• _READING TEXT_:
-- START --

Again not deigning to meet my gaze, "Nothing at all, Love. Declan should be up in a few minutes. He's been napping since four."
"So I should go out and get some alfredo sauce before he wakes up?" A surge of pride as I manage to keep all hints of sarcasm out of my voice.
"That's entirely up to you, Dear." The killing blow.
"Do we need anything else?" The French didn't surrender as quickly as I did with those five words. **sigh**
Amy has been pregnant now for three months and the cravings are coming at unpredictable times. (The only really predictable thing about this pregnancy is that there's probably going to be another baby at the end of it.) I recall the virgin phenomenon from last time around the procreative track. Going out at odd times to satiate the gastrointestinal desires of a newly pregnant woman. A Dairy Queen blizzard at 10 PM. A Pepsi slurpee on a cold and rainy Sunday morning. Not Coke. Pepsi. You'll have to go to the 7-11 for that, Simon. The Reddi-Mart only has Coke.

-- END --

• _GIVEN MATERIAL_:

-- START --

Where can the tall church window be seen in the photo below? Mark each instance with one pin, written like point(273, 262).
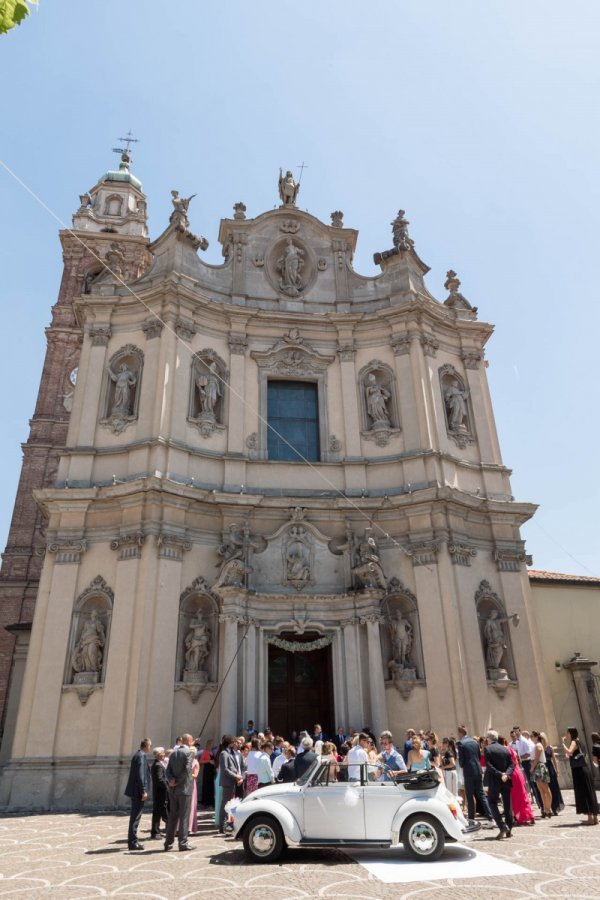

-- END --

• _TASK INSTRUCTIONS_:
1. Name every store or business that the passage about cravings mentions.
2. Condense the paragraph of the passage about cravings that begins "Amy has been pregnant now for three months" into a few sentences, keeping its main facts.
3. Take the passage about cravings further, picking up after its final sentence.

• _ANSWERS FOR THE EXERCISE_:
1. Dairy Queen, 7-11, Reddi-Mart

2. Amy is three months pregnant, and her cravings come at unpredictable times. The narrator remembers the same thing from the previous pregnancy: going out at odd hours to satisfy them. Examples include a Dairy Queen blizzard at 10 PM and a Pepsi slurpee on a cold, rainy Sunday morning. It had to be Pepsi, not Coke, which meant a trip to the 7-11 because the Reddi-Mart only has Coke.

3.
Girded with this past experience, I mentally prepare myself for the next several months wherein my wife becomes a different (yet equally lovable!) creature and everything in my domestic field of view begins to morph in conformity while I remain an island of adequation.
This, then, is the First Trimester Report. So like, you know, there're gonna be two more. Duh.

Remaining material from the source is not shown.